• _TRAVAIL À RÉALISER_:
Prolongez l'extrait consacré à Bola de Nieve en enchaînant directement sur sa dernière phrase.

• _EXTRAIT RETENU_:
········

Combien de raison a eu le maestro Harold Gramatges pour inclure Ignacio Villa, Bola de Nieve, parmi les « colosses de notre chant », à côté de Sindo Garay, Ignacio Piñeiro, María Teresa Vera et Rita Montaner. Pour Gramatges, Prix Ibéro-américain de Musique Tomás Luis de Victoria, chez celui-ci « la poésie et la musique coulent entrelacées de sa voix, de son piano, de son geste ».

La ville de Guanabacoa, généreuse et grave, comme l’appelait Nicolás Guillén, se sent orgueilleuse d’être le lieu de naissance de figures emblématiques de la culture cubaine, d'un grand prestige national et international comme l’ont été Rita Montaner, Ernesto Lecuona et Bola de Nieve. Ils ont apporté la musique cubaine sur plusieurs continents. Ils ont reçu l'admiration et les applaudissements des publics les plus exigeants devant lesquels ils se sont présentés.

Le façonnage de la personnalité artistique de Bola de Nieve – appelé ainsi dès son enfance dans le collège où il étudiait – a pratiquement commencé depuis son plus jeune âge, son appétit musicale l’a conduit à faire des études de solfège et de théorie à l'âge de 12 ans, recevant ensuite des classes de piano dans le conservatoire de José Mateu, dans son cher Guanabacoa.

Si quelque chose a été très présent chez Bola de Nieve dès son adolescence, ce fut son avidité de connaissances, ses conditions comme être humain, des qualités qui l'ont toujours accompagné. Il s'ensuit qu'à l’âge de 16 ans il est entré dans l'École Nationale des Instituteurs – où il a atteint une culture intégrale –, avec les yeux rivés sur la carrière de Pédagogie de l'Université de La Havane, une carrière qu'il n'a pas pu atteindre pour des raisons étrangères à sa volonté. La frustration que Villa a ressenti suite à ne pas pouvoir se diplômer comme docteur en Pédagogie ou en Philosophie et Lettres, l'a définitivement incliné vers la musique.

Son attachement à sa famille, envers ses parents et ses frères et sœurs, a développé les plus purs sentiments de respect et d’amour chez Villa, décisifs dans sa formation comme artiste. Dès son plus jeune âge il a fait des travaux les plus dissemblables pour aider au soutien familial. Quand il a attend la renommée, qu’il a reçu l'admiration des publics de nombreux pays, il a toujours conservé son humilité.

········

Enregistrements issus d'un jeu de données
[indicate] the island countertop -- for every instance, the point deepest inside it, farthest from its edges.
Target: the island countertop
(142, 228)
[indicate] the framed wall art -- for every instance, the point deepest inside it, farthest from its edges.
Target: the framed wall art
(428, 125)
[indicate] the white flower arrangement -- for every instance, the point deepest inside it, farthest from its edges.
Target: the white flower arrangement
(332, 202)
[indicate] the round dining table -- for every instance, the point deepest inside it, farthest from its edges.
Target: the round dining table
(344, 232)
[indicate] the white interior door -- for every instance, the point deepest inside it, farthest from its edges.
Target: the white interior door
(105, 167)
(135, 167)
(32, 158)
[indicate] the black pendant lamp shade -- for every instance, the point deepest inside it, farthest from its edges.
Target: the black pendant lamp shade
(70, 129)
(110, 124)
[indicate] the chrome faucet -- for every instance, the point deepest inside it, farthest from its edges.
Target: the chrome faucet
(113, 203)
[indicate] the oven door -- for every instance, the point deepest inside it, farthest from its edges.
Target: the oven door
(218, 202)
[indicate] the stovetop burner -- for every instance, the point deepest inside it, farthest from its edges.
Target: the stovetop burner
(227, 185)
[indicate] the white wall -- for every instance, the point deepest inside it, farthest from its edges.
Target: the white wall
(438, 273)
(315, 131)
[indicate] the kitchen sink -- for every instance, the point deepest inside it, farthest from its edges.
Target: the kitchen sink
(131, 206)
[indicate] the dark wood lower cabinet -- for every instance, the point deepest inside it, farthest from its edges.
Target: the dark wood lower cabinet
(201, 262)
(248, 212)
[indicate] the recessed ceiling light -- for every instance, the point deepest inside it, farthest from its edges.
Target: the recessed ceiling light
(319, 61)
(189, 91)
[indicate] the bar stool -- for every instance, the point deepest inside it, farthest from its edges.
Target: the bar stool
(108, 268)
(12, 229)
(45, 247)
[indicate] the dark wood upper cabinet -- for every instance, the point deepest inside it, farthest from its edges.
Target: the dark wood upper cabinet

········

• _RÉPONSE PROPOSÉE_:
Bola de Nieve, dans les années 1930 - 1940, a commencé une grande carrière comme pianiste, accompagnant sa compatriote et déjà chanteuse reconnue, Rita Montaner, « la Única », qui a eu le mérite de découvrir Villa comme excellent pianiste. Sans aucun doute, ils sont arrivés à être un binôme de connexion parfaite.

La confiance que Rita a toujours déposée en Villa comme personne, pour son admirable technique pianistique, a été aussi sincère qu’illimitée. En 1933, quand elle a décidé de l’emmener au Mexique – où il a d'abord travaillé -, aucun des deux a pensé aux grands succès qu’il atteindrait. Villa reconnaîtra ensuite que Rita l'a présenté sous le nom de Bola de Nieve le jour de son début. C’est à partir d'alors qu’on l’a ainsi connu artistiquement dans tous les pays qu’il a visités, aussi bien en Amérique Latine, aux Etats-Unis d’Amérique du Nord, qu’en Europe et en Asie.

Comme l’a dit Alejo Carpentier, Bola de Nieve a eu le talent nécessaire pour se mettre en accord avec tous les publics du monde, ce qui démontre que son art, nourri des essences cubaines, de nos sensibilités, est de ceux qui passent gracieusement au-dessus des frontières, devenant intelligible à tous.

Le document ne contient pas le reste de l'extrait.